Tout à coup alarmé par la galère des artisans qui risquent de fermer boutique à cause des coûts de l’énergie, malheureux que ses services renvoient au labyrinthe de l’administration, il a voulu se confronter au monde réel. Et a tenté d’appeler l’un de ces miraculeux Numéros Verts… Et là, horreur et putréfaction : il s’est aperçu que… « ça ne marche pas ! »
Le Président était très en colère, nous dit France Info, crachant son « ras-le-bol des Numéros Verts » proposés « dans tous les sens » pour tout et n’importe quoi. Et de fulminer : « Beaucoup de nos artisans et de nos TPE ont autre chose à faire que d'aller chercher dans des sites Internet des circulaires absolument illisibles ou des tableaux incompréhensibles. J'ai fait l'exercice : c'est impossible. » Sans blague ? Bienvenue dans notre quotidien, Monsieur le Président !
Alors, Emmanuel Macron a tapé du pied : « À partir de lundi, on va donner un numéro par département. Il y aura quelqu'un au bout du fil qui répondra à la fois avec humanité et expertise (sic), et qui ne sera pas un site Internet qui renvoie à des tableaux. [...] Tous ceux qui sont face à des angoisses, je veux qu'ils puissent les exprimer et les dire à quelqu'un. »
────────
> [VOS TÂCHES]
(a) Mettez à jour le texte sur les Numéros Verts en le recopiant à partir de « Tout à coup » et jusqu'à « le Président ! », avec « commerçants » à la place de « artisans ».
(b) D'après le texte sur les Numéros Verts, quel média rapporte la colère du Président ?
(c) Poursuivez le texte sur les Numéros Verts à partir de sa dernière phrase.
────────
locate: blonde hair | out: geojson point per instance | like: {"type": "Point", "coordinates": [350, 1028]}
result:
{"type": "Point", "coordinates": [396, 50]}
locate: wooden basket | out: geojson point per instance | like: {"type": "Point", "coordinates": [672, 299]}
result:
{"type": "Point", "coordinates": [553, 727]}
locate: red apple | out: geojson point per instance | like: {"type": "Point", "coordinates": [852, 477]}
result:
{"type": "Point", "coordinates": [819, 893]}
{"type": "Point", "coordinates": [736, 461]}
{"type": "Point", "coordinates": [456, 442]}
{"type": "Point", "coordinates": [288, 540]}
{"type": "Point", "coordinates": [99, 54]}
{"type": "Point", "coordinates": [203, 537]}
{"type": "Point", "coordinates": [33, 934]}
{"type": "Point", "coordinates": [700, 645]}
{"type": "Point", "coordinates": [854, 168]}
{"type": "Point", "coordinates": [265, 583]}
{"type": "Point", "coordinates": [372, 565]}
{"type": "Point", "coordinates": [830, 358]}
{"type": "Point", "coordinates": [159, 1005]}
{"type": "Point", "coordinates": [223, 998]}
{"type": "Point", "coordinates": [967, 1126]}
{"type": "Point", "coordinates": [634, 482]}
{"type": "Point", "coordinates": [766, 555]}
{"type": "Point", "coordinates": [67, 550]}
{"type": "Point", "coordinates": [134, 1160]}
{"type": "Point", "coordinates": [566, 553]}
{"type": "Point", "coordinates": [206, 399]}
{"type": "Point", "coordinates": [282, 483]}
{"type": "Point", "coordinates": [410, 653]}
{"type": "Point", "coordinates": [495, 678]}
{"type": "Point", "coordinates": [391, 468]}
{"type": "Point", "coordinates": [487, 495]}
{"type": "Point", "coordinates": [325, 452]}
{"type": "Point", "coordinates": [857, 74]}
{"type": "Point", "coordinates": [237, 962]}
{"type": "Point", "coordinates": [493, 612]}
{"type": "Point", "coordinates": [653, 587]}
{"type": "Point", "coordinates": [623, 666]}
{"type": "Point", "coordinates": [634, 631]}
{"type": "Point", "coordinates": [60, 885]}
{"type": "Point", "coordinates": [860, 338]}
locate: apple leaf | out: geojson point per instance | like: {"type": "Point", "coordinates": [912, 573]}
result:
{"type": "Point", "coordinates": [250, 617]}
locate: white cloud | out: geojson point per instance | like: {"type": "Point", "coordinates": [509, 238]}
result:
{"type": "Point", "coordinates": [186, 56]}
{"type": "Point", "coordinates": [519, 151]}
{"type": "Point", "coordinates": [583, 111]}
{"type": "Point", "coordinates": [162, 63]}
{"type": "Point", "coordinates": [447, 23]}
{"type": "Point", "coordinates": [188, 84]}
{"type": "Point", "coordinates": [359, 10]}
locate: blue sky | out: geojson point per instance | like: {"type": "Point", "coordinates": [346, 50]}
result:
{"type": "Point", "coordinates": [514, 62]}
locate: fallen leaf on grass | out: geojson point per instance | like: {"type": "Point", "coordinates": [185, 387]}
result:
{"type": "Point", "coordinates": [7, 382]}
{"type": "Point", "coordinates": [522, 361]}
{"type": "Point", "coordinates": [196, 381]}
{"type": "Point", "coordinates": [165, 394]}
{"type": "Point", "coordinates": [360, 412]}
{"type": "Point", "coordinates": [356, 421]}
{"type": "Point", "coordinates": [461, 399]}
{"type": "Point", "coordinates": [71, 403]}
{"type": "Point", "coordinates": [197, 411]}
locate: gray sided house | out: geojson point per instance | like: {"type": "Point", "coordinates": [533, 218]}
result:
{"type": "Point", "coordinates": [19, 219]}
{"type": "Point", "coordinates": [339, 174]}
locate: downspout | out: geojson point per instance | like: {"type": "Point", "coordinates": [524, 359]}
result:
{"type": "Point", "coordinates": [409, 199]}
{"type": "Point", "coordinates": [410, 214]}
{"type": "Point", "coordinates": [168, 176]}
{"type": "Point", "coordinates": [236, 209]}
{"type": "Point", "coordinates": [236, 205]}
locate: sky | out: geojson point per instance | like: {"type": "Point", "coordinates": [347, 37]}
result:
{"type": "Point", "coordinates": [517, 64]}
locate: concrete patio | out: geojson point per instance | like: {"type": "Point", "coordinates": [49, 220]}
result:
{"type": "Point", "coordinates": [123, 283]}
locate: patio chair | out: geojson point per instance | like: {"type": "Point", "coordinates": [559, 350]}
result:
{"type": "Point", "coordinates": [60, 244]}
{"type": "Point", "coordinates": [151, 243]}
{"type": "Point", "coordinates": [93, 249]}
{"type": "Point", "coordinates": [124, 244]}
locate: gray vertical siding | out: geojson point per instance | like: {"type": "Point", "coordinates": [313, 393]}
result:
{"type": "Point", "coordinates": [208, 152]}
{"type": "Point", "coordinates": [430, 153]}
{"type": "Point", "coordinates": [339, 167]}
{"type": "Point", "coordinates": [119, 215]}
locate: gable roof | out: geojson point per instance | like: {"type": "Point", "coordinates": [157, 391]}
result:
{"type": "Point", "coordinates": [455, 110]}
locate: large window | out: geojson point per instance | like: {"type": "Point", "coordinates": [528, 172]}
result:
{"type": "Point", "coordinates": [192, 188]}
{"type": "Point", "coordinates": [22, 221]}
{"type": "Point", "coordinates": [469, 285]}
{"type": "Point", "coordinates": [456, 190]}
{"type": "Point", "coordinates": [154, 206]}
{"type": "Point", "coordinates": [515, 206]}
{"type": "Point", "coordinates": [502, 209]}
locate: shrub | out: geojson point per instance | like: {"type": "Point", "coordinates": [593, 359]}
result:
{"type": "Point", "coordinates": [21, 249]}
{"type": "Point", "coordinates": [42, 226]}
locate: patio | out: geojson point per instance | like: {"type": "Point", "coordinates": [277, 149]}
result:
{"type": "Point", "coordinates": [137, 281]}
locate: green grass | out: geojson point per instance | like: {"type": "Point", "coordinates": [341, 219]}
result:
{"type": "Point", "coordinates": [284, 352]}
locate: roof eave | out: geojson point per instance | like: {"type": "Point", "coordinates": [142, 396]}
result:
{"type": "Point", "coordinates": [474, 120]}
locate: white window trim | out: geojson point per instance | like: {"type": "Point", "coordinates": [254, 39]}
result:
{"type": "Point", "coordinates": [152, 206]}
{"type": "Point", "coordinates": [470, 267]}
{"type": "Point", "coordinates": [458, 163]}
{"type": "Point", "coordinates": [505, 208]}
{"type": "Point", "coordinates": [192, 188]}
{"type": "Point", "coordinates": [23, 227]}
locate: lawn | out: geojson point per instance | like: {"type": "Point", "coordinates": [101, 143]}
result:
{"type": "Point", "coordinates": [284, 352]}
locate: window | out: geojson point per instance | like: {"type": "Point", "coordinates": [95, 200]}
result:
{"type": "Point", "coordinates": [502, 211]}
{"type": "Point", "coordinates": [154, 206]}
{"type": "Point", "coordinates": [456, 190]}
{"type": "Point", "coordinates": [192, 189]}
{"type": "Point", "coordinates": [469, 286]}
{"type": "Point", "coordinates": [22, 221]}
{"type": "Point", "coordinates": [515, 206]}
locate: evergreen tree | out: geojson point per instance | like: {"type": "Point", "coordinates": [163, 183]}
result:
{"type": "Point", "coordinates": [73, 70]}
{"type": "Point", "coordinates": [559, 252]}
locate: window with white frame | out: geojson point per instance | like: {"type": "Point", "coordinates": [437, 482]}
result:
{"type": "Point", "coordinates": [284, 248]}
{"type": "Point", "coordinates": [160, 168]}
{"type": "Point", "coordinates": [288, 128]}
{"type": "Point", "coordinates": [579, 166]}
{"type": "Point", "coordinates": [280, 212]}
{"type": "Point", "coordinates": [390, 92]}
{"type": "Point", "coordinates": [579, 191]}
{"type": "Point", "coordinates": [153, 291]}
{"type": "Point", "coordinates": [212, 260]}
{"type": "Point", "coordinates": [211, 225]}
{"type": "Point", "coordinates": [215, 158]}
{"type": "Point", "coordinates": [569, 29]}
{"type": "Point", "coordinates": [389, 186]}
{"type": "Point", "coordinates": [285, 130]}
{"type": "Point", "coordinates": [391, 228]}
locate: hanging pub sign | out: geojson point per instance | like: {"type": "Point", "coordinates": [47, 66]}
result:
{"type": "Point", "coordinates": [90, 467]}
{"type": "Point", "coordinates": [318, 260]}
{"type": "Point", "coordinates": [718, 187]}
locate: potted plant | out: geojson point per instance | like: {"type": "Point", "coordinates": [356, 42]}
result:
────────
> [RÉSULTATS DES TÂCHES]
(a)
Tout à coup alarmé par la galère des commerçants qui risquent de fermer boutique à cause des coûts de l’énergie, malheureux que ses services renvoient au labyrinthe de l’administration, il a voulu se confronter au monde réel. Et a tenté d’appeler l’un de ces miraculeux Numéros Verts… Et là, horreur et putréfaction : il s’est aperçu que… « ça ne marche pas ! »
Le Président était très en colère, nous dit France Info, crachant son « ras-le-bol des Numéros Verts » proposés « dans tous les sens » pour tout et n’importe quoi. Et de fulminer : « Beaucoup de nos commerçants et de nos TPE ont autre chose à faire que d'aller chercher dans des sites Internet des circulaires absolument illisibles ou des tableaux incompréhensibles. J'ai fait l'exercice : c'est impossible. » Sans blague ? Bienvenue dans notre quotidien, Monsieur le Président !

(b) France Info.

(c)
Quelqu'un au bout du fil qui répondra à la fois avec humanité et expertise… d’ici lundi… Il croit encore au père Noël, ce garçon ?
Ah, les Numéros Verts ! C’était pourtant la grande trouvaille de son quinquennat précédent. Inventés pour tout résoudre. Rien que la liste donne le tournis. Depuis 2017 ont ainsi été créés des Numéros Verts pour :
- la canicule,
- l’accident de Lubrizol à Rouen,
- la prévention des suicides dans la police,
- les victimes des punaises de lit,
- les étudiants précaires,
- les pédophiles (venir en aide aux personnes attirées par les enfants et améliorer la prévention des agressions sexuelles sur les mineurs),
- une aide psychologique pour les chefs d’entreprise,
- les mesures de soutien public,
- les personnes handicapées,
- le prélèvement à la source,
- ne pas péter les plombs pendant le confinement : « aider les personnes qui se sentent avoir des accès de colère, à les gérer, à ne pas devenir violents »,
- les propriétaires de chevaux,
- le signalement des discriminations,
- le harcèlement à l’école,
- Parcoursup,
- l’illettrisme,
- le coronavirus,
- la thyroïde,
- la fracture numérique,
- les personnes âgées violentées,
- l’habitat passoire,
- le harcèlement dans les transports,
- etc.
Un internaute s’est même amusé, en 2020, à établir un tableau qui permette au citoyen de savoir qui appeler sachant que « tout problème à sa s̶o̶l̶u̶t̶i̶o̶n̶ hotline ». Il en recensait alors 47, un chiffre qui s’est considérablement accru depuis. Je vous en conseille la lecture, aussi consternante qu’hilarante.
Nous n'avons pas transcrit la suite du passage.